**INSTRUCTIONS FOR THE TASK:**
Using the entries below, give the count of lines that hold "pixels". Say nothing besides the number.

____ SUPPLIED INFORMATION

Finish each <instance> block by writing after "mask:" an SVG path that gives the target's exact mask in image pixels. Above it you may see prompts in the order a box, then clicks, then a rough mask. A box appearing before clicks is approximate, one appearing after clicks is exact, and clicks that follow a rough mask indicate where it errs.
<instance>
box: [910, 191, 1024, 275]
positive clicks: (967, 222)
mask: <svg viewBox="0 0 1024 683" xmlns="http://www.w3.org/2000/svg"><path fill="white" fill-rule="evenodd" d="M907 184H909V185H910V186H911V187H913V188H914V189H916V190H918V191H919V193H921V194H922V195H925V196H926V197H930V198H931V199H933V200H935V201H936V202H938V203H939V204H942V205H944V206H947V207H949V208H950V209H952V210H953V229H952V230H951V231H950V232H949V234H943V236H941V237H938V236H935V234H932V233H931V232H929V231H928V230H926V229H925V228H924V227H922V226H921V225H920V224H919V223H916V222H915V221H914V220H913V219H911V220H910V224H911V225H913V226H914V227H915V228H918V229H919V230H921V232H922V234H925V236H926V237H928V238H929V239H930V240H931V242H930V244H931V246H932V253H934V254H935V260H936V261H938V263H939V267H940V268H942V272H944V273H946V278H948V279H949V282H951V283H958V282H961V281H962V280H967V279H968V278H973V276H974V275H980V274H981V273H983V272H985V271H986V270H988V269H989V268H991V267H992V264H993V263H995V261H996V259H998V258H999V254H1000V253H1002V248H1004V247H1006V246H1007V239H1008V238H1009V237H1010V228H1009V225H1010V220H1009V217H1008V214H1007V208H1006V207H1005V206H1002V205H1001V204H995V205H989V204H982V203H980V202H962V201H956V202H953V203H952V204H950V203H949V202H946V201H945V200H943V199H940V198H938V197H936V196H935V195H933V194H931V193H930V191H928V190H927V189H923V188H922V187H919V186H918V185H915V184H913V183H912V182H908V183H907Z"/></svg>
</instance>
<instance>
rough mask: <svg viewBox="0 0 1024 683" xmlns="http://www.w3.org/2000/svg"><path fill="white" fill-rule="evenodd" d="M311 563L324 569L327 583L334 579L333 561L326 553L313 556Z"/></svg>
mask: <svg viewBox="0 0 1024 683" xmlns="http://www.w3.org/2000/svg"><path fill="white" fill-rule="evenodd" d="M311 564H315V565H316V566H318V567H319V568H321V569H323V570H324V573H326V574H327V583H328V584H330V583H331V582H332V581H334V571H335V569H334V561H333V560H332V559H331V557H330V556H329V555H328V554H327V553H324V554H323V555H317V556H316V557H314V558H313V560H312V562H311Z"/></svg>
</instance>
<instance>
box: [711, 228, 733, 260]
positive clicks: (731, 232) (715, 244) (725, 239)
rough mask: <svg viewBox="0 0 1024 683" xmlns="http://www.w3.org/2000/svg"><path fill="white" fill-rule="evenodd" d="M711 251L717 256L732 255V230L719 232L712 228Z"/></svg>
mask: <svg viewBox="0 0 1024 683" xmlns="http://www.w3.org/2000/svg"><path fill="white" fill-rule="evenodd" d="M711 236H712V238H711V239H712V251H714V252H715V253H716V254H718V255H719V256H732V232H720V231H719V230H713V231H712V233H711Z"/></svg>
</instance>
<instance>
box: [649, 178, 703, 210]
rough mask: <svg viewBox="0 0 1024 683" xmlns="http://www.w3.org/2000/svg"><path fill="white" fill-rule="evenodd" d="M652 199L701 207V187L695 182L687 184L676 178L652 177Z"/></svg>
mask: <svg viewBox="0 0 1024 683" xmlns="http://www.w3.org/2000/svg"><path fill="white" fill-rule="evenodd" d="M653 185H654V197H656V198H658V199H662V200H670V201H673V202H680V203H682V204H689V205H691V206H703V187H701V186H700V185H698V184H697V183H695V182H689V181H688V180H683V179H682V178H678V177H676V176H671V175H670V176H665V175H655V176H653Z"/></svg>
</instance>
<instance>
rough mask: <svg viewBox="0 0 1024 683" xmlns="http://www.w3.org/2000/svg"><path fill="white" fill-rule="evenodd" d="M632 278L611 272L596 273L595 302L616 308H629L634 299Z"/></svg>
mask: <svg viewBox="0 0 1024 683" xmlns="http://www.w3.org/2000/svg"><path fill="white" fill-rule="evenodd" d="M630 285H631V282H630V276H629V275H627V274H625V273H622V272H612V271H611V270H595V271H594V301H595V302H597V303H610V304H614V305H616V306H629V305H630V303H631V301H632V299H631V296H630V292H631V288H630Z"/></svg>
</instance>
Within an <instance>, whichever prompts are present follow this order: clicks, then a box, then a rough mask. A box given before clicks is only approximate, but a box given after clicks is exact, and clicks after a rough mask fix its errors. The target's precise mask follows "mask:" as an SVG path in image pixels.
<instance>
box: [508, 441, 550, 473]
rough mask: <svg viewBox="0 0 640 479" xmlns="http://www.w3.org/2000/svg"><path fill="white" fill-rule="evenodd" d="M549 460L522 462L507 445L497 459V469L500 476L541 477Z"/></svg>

________

**TASK RESULT:**
2